• _SUPPLIED MATERIAL_:
****************************************
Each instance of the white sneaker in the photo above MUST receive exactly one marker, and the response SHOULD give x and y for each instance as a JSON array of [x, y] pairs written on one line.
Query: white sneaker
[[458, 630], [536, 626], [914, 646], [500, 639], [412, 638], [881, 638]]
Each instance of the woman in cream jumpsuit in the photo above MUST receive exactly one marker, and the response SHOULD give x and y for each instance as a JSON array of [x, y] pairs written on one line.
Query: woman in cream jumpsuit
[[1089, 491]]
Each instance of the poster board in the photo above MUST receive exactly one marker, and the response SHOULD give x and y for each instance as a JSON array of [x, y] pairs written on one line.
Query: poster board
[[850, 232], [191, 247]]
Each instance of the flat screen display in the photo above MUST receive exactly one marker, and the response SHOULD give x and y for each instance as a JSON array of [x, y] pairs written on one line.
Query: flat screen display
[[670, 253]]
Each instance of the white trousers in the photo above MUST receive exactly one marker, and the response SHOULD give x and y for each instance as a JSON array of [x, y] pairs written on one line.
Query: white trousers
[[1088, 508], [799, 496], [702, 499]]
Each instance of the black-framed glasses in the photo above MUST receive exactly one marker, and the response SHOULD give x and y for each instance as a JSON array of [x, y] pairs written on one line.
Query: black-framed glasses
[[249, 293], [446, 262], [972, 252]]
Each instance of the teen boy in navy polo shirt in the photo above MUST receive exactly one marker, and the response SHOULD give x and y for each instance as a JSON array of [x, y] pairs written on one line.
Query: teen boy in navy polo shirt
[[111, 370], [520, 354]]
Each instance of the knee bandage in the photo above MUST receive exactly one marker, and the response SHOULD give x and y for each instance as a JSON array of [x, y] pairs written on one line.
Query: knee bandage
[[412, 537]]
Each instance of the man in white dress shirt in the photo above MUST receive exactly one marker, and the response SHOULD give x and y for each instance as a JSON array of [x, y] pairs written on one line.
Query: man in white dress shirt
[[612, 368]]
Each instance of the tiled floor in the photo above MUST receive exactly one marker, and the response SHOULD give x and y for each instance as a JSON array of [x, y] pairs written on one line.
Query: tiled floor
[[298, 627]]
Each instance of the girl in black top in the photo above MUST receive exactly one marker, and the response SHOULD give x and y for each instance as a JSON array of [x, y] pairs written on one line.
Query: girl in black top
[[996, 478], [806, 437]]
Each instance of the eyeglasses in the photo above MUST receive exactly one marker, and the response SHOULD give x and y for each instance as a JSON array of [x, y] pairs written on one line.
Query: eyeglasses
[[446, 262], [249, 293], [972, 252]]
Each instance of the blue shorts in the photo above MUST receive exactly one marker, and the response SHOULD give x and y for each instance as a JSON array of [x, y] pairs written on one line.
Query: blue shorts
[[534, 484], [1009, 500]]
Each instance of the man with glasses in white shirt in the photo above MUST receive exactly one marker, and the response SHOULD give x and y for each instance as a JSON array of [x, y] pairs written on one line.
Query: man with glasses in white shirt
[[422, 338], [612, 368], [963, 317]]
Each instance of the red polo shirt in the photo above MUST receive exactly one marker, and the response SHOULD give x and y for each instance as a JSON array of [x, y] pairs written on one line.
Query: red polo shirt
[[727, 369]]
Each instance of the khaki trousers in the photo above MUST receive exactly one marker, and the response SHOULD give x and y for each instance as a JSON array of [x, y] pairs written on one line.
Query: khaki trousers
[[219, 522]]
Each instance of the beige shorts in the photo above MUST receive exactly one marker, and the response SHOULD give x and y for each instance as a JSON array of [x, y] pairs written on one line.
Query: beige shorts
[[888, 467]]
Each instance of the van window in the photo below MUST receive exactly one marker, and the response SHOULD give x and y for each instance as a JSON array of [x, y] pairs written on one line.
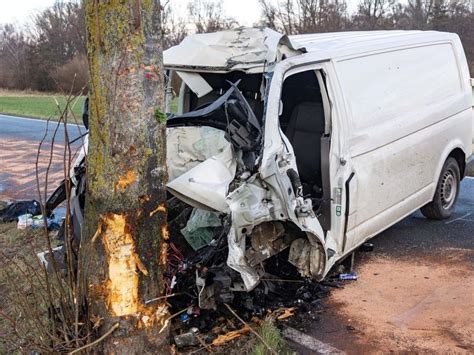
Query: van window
[[302, 121], [380, 87]]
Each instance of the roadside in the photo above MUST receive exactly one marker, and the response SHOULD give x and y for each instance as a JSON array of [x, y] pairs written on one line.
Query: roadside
[[19, 141], [37, 105], [415, 290]]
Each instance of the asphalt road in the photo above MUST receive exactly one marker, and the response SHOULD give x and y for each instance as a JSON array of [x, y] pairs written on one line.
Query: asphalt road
[[19, 141], [33, 130]]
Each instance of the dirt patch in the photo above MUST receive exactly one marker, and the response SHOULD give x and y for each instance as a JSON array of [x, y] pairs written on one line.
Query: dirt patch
[[405, 305], [18, 173]]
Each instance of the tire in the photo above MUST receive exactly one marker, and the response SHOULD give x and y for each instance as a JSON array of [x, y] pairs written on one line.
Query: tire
[[446, 194]]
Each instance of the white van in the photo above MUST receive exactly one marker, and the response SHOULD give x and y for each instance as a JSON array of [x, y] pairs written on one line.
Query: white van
[[316, 143]]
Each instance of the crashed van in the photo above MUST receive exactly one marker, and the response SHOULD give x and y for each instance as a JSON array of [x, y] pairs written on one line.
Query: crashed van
[[312, 144]]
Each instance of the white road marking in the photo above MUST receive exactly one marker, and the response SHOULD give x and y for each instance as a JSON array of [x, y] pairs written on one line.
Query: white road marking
[[460, 218], [42, 120], [309, 343]]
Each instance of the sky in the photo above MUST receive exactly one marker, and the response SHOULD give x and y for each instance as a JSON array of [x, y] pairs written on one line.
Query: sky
[[247, 12]]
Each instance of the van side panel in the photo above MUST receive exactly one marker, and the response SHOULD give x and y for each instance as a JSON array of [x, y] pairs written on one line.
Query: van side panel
[[406, 107]]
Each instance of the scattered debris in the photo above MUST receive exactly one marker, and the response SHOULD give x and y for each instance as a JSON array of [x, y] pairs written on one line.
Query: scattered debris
[[225, 338], [348, 276], [366, 247], [15, 209], [187, 339]]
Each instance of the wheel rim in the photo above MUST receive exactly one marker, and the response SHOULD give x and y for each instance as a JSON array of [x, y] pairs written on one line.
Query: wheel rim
[[448, 189]]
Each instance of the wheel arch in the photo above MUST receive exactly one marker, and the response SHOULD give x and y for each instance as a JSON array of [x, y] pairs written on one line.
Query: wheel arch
[[460, 156]]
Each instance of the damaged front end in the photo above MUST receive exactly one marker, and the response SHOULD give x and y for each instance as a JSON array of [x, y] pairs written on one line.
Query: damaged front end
[[235, 207]]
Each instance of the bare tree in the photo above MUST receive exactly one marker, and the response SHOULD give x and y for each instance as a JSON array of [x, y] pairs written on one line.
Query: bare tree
[[208, 16], [174, 27], [304, 16], [374, 14], [124, 246]]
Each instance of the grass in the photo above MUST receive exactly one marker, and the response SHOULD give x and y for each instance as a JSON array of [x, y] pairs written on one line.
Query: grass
[[37, 105], [272, 336]]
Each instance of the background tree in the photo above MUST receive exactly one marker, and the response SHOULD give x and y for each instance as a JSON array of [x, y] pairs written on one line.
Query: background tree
[[173, 26], [374, 14], [123, 249], [208, 16], [304, 16]]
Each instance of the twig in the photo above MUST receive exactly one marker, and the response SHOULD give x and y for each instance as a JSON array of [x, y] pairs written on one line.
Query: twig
[[208, 348], [282, 280], [115, 326], [163, 297], [165, 324], [252, 330]]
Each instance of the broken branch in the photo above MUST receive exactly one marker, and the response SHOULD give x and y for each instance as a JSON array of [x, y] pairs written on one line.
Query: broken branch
[[251, 329]]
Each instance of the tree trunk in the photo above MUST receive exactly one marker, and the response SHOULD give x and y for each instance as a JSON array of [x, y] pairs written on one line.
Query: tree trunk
[[124, 249]]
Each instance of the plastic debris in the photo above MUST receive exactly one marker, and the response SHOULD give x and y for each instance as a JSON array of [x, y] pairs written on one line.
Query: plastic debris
[[28, 220], [287, 313], [349, 276], [198, 231], [187, 339], [224, 338], [25, 221], [366, 247], [19, 208]]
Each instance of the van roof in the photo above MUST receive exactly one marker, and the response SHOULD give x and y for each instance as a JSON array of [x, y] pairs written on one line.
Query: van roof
[[252, 49], [335, 44]]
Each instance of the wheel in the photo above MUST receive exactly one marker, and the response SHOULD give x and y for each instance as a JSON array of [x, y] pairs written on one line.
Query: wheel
[[446, 194]]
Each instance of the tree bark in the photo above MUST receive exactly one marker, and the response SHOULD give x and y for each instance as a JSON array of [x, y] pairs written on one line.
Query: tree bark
[[123, 249]]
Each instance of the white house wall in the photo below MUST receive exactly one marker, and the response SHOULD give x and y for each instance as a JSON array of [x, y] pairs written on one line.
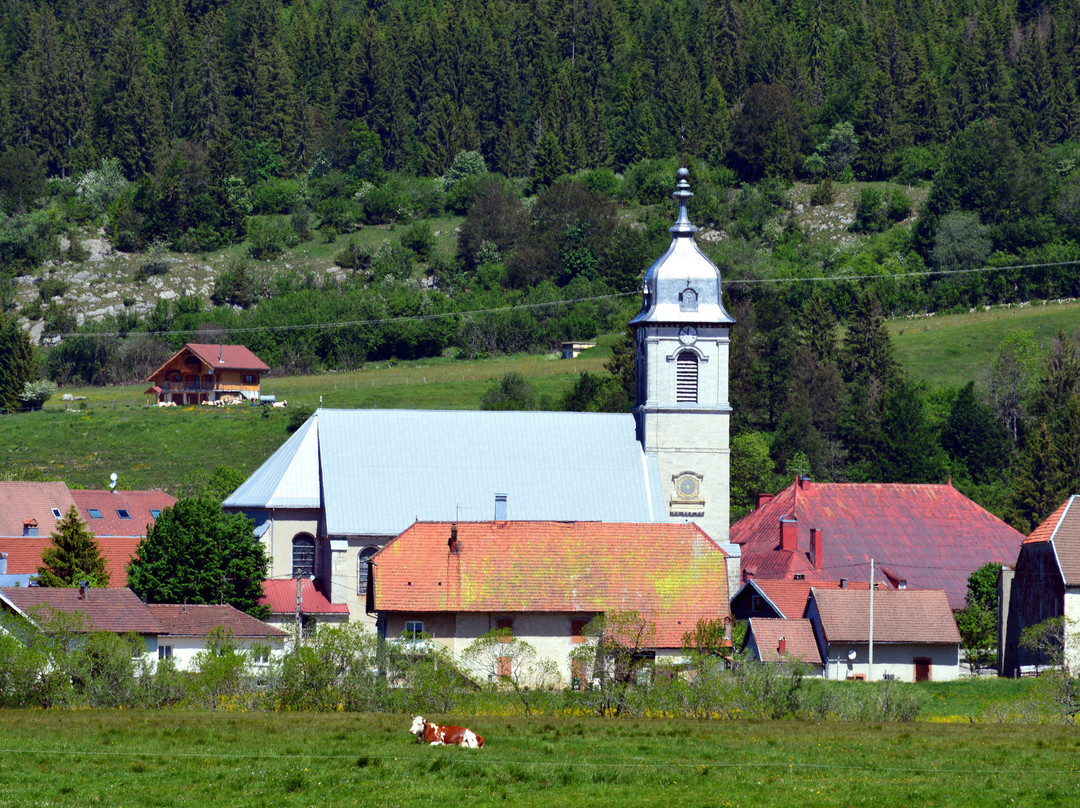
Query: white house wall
[[896, 661], [1072, 627]]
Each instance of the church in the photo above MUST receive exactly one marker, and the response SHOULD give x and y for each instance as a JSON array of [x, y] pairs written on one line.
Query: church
[[349, 481]]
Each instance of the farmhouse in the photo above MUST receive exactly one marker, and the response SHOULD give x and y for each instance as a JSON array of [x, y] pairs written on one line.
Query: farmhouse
[[118, 519], [348, 482], [453, 582], [200, 374], [1044, 583], [164, 630], [918, 536], [915, 637], [773, 640]]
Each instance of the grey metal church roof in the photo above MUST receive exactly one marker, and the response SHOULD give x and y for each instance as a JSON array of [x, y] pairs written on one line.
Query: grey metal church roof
[[682, 269], [382, 469]]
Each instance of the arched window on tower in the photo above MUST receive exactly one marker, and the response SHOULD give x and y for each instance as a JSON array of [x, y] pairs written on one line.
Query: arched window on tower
[[304, 555], [686, 378], [363, 562]]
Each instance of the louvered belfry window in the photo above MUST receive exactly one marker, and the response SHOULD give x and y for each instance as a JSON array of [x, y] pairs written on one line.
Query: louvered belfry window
[[686, 378]]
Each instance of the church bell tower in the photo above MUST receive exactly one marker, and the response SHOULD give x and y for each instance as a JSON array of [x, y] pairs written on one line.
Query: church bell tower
[[682, 407]]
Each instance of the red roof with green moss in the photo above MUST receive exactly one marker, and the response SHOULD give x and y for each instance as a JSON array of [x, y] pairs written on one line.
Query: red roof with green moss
[[672, 574]]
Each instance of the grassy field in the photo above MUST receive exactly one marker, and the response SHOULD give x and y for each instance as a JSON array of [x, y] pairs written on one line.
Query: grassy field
[[174, 759], [150, 447], [954, 349]]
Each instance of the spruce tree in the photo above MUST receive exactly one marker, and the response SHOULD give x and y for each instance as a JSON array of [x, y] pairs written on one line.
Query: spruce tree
[[16, 362], [73, 555]]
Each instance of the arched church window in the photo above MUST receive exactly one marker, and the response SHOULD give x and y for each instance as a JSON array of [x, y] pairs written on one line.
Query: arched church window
[[688, 299], [304, 555], [363, 562], [686, 377]]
****************************************
• _WRITTEN TASK_: Copy the records above word for word, from the line containing "Each instance of the twig" through the line containing "324], [252, 330]]", both lines included.

• _ANSWER BELOW_:
Each instance of the twig in the photo above MUST receive exactly one marker, and the response SHOULD give x and y for each instance as a JSON array of [x, y] pairs written on one line.
Query: twig
[[208, 348], [282, 280], [115, 326], [163, 297], [165, 324], [252, 330]]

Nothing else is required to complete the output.